— BEGIN —

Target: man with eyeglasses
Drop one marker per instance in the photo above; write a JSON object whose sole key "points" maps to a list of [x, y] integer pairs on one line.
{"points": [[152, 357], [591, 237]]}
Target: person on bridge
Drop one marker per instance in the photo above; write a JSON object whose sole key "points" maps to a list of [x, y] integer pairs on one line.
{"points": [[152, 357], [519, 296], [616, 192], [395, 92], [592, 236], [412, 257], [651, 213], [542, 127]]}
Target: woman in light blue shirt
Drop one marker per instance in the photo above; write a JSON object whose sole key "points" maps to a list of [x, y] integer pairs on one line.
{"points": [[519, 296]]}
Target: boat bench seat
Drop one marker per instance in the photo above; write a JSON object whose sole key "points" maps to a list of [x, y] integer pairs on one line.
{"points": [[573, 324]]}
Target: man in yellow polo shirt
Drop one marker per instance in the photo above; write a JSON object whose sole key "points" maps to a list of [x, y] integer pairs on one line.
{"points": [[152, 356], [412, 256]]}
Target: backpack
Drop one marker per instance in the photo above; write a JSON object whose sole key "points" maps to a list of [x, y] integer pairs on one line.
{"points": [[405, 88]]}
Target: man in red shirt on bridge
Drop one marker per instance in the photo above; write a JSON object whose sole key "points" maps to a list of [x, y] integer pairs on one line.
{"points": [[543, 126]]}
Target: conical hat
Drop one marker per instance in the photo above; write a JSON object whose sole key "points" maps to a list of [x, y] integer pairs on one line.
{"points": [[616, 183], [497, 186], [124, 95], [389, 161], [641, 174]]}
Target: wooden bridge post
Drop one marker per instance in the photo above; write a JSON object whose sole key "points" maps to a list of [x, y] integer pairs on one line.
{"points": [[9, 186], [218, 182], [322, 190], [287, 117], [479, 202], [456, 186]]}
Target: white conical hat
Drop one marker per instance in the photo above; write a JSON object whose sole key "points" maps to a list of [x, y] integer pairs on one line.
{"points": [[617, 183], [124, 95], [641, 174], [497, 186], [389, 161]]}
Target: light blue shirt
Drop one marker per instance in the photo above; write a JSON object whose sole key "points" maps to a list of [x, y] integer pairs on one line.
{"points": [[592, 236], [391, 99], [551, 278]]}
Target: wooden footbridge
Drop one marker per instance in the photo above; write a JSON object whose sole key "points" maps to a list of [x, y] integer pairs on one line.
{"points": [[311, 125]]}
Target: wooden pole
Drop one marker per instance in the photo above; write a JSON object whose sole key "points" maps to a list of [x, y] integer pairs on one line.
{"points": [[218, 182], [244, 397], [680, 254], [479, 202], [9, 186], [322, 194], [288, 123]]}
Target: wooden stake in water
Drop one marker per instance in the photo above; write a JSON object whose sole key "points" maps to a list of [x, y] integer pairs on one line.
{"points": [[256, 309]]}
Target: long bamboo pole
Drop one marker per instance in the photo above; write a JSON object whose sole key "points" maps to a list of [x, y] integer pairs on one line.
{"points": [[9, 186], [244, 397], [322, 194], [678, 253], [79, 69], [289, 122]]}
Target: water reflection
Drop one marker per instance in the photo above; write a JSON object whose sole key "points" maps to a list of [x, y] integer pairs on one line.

— END —

=== Requirements ===
Arrange the lines of the listing above, from the line containing "Target: water reflection" through the end of the listing, as a JSON list of strings with one string per line, omitting blank lines.

=== Expected answer ===
[
  "Target: water reflection",
  "Drop one marker per instance in the photo above; write a JSON object whose sole key \"points\" maps to a list of [x, y] integer pairs on one line."
]